» **THE TASK**: Display each line of the items below that contains the string "cherry", counting only matches in the same case.

» **DATA TO PROCESS**:
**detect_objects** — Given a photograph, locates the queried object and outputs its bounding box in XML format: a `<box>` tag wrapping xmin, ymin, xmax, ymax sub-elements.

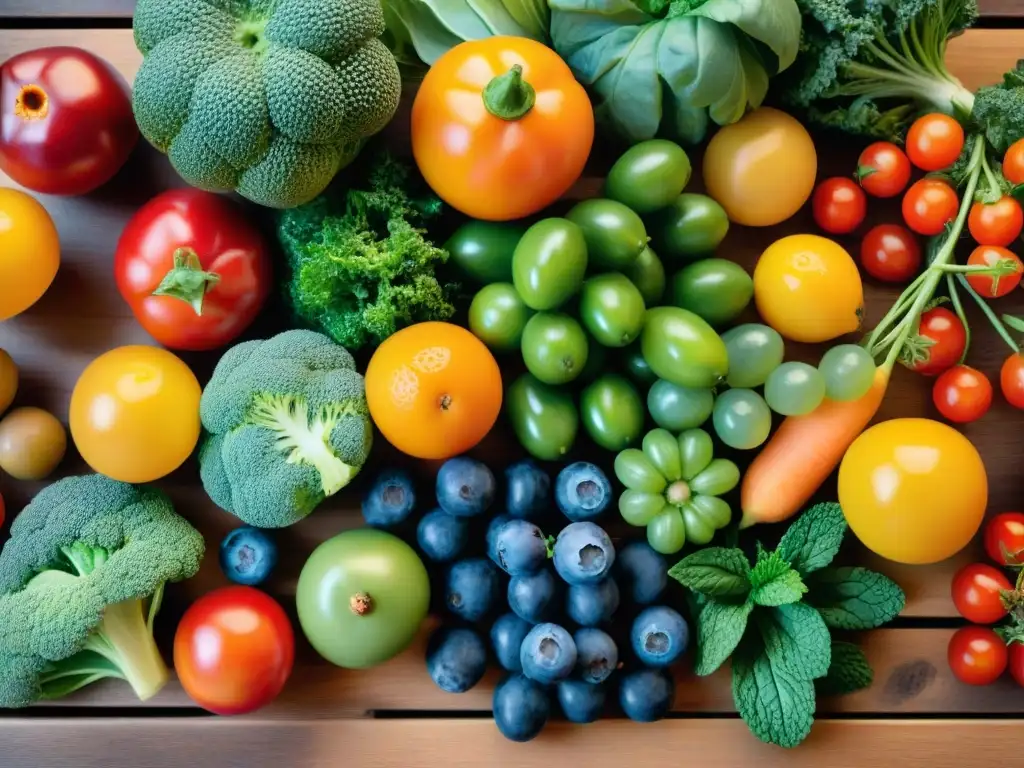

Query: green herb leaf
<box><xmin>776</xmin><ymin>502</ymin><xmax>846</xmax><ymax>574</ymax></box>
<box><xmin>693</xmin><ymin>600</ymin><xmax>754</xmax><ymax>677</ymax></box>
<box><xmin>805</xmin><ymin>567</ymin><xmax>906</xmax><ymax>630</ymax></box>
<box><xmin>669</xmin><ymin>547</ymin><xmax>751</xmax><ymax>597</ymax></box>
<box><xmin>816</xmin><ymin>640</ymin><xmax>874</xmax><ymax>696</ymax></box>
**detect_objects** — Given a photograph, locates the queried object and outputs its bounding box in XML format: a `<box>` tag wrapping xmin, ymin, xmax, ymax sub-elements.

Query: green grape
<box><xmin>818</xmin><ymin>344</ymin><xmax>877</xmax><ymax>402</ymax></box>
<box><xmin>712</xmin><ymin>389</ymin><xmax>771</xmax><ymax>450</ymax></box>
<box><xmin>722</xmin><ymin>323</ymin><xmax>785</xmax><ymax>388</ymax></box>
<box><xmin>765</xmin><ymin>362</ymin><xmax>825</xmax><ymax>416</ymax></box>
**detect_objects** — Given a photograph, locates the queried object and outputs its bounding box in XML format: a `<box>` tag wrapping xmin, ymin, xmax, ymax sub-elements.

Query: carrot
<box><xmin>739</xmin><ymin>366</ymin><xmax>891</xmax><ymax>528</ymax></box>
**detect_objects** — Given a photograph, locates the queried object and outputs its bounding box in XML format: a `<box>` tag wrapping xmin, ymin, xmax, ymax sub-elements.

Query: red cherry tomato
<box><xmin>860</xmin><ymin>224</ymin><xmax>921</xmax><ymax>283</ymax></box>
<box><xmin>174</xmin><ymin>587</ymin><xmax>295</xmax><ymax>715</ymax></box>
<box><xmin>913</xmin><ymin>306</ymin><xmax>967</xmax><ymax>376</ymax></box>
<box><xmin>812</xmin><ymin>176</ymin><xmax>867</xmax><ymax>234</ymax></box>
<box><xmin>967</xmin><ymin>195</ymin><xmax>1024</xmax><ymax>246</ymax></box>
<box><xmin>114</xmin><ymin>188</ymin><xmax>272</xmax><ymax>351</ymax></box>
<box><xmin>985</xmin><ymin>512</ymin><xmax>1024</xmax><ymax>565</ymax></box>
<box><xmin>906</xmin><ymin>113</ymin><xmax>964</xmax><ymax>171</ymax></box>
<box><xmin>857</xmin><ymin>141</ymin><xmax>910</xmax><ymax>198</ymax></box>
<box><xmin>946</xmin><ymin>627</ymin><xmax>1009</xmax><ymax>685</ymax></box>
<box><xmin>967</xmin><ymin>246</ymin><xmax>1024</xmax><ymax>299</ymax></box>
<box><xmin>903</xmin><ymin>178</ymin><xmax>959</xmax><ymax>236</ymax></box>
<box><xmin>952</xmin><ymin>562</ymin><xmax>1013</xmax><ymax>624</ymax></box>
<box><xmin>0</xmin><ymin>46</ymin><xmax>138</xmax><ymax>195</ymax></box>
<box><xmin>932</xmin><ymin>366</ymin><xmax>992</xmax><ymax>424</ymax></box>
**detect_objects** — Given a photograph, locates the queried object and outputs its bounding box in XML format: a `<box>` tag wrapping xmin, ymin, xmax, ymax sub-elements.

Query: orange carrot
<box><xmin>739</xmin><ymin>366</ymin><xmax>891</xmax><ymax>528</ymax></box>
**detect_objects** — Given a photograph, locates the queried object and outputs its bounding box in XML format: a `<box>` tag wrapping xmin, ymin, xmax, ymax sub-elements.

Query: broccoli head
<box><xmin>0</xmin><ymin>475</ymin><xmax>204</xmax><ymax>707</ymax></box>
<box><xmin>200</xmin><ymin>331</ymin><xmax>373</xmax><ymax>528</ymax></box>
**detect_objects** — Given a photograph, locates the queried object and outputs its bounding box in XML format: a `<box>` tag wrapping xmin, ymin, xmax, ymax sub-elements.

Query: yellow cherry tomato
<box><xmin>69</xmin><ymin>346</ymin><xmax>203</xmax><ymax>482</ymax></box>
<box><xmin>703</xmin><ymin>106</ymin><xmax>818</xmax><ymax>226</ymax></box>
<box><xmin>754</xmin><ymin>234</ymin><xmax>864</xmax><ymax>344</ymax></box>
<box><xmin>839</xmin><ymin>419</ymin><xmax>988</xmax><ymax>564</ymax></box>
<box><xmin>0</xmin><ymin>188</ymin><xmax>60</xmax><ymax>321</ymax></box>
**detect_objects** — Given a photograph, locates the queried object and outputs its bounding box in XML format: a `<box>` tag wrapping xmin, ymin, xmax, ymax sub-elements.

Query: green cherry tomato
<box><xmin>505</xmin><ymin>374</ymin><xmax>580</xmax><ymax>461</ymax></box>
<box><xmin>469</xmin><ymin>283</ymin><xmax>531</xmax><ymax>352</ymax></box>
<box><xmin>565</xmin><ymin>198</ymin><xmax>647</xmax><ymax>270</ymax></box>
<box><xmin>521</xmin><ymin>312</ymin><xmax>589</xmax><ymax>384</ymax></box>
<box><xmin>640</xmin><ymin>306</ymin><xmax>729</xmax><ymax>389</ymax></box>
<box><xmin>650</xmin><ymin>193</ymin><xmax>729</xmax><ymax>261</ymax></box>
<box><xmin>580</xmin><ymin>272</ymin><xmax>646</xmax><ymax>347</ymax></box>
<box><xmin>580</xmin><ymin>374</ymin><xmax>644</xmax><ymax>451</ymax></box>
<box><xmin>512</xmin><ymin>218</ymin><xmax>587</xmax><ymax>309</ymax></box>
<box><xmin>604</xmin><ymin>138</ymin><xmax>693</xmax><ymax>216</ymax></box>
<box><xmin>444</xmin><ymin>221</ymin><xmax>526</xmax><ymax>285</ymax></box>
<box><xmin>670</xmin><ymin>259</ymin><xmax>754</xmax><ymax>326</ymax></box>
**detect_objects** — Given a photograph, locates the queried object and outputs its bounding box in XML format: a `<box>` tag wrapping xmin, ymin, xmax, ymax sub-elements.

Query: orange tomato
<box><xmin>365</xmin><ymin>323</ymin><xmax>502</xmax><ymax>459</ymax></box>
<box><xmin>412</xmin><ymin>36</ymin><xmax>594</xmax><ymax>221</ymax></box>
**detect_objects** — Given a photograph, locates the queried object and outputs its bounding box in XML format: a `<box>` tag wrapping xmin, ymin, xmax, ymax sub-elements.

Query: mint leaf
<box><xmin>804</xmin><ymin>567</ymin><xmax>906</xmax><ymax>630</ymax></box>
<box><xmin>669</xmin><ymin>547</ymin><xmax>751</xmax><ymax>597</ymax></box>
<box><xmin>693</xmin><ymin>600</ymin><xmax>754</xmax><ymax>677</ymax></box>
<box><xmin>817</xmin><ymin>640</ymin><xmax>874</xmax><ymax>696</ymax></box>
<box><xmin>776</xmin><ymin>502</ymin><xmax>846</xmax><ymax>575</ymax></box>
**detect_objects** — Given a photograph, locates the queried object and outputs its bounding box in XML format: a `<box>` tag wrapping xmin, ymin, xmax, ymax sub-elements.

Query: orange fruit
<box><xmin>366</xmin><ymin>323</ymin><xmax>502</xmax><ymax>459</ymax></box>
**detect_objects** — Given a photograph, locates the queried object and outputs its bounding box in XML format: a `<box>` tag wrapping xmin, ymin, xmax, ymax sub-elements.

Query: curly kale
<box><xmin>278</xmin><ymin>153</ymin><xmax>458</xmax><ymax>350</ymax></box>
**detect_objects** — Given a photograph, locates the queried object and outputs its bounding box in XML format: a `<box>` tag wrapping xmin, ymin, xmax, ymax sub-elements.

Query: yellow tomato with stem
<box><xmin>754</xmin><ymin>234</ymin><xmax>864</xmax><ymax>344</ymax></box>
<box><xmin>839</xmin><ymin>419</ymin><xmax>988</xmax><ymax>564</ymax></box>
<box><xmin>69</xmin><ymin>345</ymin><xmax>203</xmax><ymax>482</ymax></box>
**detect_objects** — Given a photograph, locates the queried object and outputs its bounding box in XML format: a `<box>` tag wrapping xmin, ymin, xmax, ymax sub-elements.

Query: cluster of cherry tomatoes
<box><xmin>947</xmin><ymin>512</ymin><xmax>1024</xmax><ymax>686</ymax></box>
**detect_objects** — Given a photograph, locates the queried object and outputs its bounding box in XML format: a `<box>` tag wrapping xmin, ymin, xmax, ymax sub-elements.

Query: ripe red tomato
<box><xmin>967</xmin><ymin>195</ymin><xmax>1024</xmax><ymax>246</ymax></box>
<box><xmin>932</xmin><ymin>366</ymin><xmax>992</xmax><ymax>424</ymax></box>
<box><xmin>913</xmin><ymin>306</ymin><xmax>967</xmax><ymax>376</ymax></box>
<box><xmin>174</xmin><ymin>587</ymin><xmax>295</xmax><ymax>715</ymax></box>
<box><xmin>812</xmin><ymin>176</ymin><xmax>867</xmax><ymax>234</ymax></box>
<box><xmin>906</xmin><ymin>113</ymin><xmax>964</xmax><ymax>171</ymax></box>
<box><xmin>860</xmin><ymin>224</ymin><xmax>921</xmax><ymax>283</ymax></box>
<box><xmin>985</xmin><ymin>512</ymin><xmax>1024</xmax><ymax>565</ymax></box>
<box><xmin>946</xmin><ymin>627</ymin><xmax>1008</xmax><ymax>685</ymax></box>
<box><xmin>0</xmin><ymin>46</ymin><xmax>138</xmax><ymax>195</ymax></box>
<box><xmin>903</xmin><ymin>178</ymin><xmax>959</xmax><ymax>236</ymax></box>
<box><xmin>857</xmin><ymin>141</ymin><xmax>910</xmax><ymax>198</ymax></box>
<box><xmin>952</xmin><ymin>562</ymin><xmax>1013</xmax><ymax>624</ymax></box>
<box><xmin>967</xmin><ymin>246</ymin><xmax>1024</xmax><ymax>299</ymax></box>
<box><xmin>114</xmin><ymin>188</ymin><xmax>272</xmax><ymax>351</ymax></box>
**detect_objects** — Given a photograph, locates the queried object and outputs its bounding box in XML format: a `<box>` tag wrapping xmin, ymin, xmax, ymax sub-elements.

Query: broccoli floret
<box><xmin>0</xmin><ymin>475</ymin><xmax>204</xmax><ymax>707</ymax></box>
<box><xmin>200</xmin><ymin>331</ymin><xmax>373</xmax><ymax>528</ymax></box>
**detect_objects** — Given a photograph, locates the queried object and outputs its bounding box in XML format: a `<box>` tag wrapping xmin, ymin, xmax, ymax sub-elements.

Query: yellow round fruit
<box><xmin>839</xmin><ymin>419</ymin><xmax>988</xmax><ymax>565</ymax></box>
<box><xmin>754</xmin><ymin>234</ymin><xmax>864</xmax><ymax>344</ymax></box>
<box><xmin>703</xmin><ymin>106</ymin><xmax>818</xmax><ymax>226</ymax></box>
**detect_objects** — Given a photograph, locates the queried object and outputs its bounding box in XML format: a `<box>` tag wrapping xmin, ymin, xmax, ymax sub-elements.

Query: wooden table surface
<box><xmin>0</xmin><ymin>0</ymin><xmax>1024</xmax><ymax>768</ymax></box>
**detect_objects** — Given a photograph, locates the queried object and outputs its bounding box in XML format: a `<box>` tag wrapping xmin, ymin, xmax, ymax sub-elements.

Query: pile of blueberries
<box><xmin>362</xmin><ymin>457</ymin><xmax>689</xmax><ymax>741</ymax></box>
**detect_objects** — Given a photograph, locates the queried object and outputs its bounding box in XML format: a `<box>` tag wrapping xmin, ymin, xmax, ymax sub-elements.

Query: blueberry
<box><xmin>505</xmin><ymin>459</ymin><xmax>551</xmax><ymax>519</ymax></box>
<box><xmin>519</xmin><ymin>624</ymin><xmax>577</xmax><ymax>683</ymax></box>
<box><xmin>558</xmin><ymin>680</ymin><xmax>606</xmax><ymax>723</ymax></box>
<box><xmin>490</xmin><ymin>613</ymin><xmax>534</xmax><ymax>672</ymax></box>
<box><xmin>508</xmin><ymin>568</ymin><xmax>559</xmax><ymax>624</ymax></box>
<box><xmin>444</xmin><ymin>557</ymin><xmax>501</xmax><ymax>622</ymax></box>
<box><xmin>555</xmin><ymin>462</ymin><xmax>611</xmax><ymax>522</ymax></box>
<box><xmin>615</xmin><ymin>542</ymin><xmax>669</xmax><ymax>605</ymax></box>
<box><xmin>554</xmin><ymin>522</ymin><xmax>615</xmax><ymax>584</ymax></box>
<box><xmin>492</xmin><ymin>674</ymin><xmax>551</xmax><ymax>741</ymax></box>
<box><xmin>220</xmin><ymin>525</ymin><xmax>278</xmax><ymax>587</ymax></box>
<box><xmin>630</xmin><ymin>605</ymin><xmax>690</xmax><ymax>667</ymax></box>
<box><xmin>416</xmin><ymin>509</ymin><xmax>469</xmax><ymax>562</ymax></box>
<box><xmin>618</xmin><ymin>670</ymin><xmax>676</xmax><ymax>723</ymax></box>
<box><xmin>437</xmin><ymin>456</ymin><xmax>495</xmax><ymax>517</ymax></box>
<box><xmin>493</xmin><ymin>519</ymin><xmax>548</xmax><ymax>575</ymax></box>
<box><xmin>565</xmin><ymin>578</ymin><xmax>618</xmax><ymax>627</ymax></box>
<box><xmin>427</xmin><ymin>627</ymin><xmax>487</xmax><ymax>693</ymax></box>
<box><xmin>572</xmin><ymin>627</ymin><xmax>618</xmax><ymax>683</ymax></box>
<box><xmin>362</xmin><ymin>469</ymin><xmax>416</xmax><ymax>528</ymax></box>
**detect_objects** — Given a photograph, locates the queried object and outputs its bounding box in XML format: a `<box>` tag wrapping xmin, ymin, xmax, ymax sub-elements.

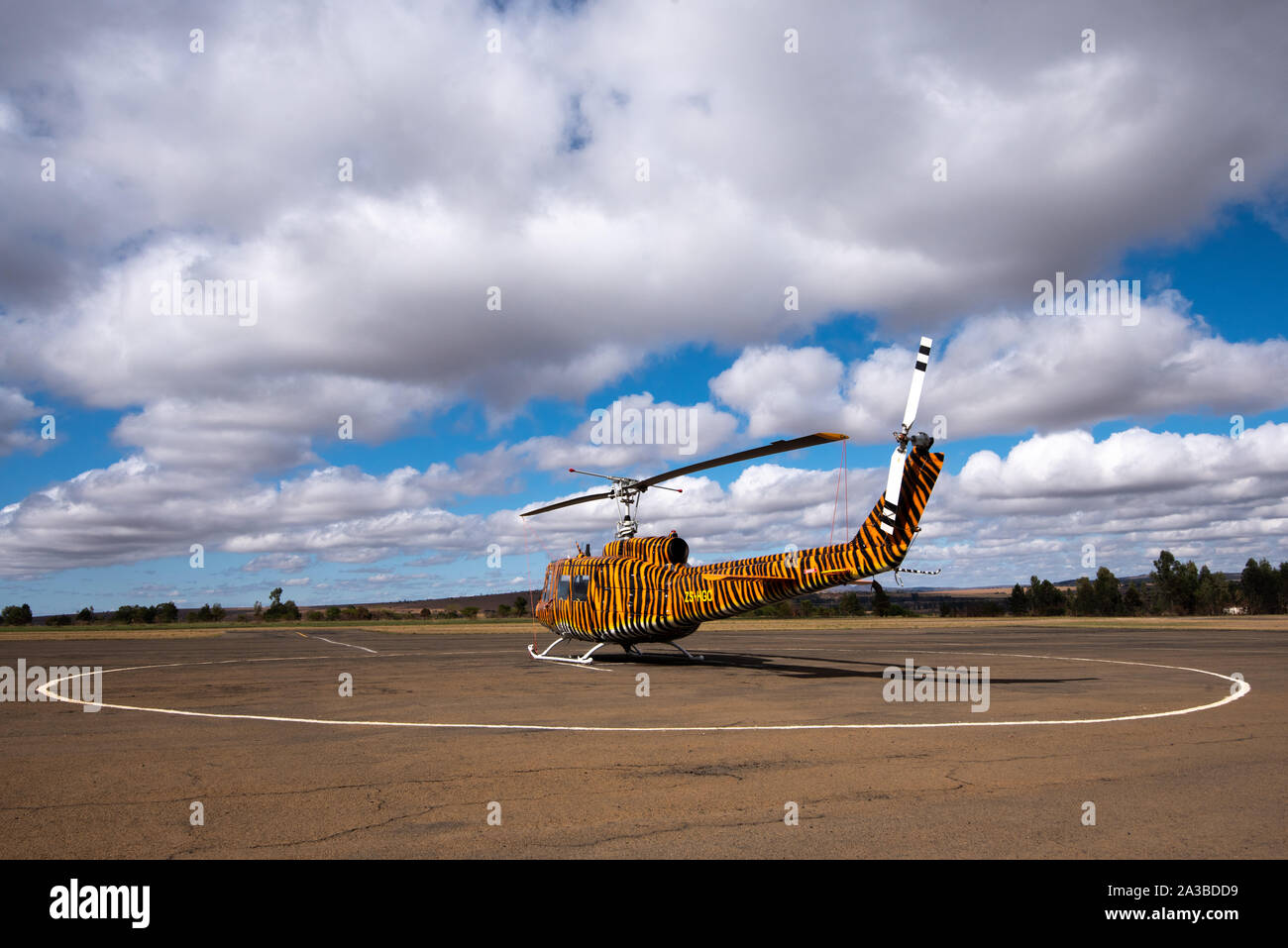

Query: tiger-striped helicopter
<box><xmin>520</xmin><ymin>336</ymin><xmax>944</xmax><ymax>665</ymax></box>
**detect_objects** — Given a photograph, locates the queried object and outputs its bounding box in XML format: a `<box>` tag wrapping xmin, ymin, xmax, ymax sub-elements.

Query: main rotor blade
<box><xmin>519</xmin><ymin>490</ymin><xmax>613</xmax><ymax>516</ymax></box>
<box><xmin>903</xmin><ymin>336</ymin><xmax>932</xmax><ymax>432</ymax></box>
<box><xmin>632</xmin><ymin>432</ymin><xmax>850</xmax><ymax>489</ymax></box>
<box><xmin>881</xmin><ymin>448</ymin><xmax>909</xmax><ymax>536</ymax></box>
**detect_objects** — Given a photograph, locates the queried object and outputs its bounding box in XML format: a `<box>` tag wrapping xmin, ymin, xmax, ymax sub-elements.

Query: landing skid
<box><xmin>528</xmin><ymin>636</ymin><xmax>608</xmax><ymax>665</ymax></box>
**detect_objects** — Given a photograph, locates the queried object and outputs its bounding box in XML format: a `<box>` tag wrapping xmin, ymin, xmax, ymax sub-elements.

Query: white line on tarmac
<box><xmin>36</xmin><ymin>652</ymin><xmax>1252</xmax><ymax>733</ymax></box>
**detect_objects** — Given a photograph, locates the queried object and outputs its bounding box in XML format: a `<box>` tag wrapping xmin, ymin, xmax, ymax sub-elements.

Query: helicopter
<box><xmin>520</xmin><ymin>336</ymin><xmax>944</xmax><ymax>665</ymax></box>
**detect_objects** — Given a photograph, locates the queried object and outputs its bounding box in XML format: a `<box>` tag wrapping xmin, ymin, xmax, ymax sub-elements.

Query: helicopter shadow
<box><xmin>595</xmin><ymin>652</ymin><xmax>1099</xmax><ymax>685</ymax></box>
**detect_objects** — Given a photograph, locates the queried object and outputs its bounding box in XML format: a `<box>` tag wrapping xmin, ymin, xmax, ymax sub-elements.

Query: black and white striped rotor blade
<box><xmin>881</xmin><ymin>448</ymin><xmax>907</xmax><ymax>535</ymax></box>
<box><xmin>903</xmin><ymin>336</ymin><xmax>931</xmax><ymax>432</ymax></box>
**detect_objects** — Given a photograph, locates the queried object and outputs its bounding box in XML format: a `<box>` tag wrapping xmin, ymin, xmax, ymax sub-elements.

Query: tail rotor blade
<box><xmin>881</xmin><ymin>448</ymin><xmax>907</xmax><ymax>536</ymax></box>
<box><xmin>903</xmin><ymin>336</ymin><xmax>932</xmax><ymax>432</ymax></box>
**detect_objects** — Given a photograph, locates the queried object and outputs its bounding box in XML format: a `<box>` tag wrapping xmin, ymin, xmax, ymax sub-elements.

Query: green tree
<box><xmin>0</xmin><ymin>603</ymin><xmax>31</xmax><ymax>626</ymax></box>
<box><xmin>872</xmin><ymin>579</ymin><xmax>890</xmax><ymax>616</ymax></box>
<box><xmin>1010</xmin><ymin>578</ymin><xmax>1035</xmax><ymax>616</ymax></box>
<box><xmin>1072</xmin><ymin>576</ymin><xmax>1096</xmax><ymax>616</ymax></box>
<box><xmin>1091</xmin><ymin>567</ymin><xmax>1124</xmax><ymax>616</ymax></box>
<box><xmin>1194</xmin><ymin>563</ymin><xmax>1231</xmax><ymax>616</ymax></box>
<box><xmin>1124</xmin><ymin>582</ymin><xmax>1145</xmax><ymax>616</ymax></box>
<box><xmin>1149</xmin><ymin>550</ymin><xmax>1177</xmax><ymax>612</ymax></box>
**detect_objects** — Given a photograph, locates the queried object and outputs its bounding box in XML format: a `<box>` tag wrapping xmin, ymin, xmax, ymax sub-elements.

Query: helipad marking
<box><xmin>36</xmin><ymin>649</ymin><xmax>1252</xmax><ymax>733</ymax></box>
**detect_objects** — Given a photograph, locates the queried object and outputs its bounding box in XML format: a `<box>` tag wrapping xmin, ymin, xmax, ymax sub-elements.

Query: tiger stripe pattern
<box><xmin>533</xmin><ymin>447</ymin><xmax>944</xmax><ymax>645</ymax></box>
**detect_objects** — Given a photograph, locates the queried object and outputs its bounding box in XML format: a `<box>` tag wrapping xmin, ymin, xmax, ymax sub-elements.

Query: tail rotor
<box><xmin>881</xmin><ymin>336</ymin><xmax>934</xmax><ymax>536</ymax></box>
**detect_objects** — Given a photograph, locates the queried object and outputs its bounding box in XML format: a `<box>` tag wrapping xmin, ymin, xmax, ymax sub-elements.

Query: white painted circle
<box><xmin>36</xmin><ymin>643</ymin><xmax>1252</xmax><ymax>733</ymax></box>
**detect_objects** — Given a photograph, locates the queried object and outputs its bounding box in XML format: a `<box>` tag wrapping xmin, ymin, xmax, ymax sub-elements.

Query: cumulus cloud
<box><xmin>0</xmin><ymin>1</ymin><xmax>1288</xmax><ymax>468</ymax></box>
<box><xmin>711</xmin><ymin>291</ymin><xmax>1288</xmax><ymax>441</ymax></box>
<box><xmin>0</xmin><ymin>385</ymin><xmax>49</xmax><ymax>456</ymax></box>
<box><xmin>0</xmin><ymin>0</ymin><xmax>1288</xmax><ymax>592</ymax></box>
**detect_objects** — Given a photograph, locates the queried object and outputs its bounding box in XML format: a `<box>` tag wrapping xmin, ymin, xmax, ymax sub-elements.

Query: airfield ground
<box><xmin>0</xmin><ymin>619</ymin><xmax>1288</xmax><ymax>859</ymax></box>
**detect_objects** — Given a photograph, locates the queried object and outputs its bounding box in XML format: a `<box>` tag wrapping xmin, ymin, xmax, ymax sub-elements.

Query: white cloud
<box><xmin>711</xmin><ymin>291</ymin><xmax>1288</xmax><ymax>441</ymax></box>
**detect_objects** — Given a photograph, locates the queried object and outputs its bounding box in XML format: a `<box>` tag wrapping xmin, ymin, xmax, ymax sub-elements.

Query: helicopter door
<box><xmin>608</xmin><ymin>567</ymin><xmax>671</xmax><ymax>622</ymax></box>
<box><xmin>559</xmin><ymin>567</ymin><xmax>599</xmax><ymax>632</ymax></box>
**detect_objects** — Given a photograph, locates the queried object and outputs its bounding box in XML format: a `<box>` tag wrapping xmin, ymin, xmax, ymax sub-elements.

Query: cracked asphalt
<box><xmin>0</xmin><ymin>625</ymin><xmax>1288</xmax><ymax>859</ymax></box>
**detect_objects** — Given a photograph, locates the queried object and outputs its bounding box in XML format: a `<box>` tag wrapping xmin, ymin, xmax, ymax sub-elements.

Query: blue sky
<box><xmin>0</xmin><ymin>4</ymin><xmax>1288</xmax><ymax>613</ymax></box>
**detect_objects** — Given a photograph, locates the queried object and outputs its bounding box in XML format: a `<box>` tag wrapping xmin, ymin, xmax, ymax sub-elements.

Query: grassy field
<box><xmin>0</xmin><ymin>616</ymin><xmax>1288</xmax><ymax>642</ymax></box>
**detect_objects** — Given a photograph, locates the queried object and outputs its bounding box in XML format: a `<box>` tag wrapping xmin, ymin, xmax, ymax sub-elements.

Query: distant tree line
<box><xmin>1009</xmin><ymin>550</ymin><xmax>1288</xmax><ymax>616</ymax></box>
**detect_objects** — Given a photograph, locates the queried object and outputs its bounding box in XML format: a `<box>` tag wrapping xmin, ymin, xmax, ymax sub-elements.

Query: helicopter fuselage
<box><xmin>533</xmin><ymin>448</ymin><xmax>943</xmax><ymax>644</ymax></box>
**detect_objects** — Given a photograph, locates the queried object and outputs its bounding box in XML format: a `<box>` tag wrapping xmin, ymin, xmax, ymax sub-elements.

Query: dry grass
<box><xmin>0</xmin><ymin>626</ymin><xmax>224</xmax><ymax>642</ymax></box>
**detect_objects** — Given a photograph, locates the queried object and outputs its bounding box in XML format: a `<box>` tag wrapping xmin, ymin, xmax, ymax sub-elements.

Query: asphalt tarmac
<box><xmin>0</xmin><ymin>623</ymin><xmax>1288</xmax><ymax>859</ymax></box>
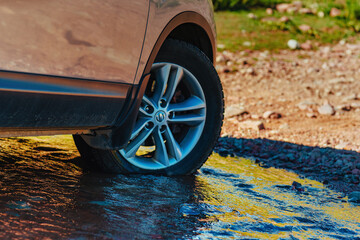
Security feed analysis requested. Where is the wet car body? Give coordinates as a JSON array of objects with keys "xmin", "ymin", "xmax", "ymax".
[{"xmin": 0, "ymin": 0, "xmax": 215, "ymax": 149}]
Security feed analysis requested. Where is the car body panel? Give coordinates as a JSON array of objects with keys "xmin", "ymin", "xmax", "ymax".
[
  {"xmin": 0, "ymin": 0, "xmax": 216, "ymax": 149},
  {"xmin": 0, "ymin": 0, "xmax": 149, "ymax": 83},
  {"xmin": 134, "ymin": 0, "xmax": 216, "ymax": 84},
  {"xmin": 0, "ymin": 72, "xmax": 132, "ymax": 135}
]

» **RESULT**:
Query: red cherry tomato
Query: yellow cherry tomato
Query: green cherry tomato
Query: cluster of cherry tomatoes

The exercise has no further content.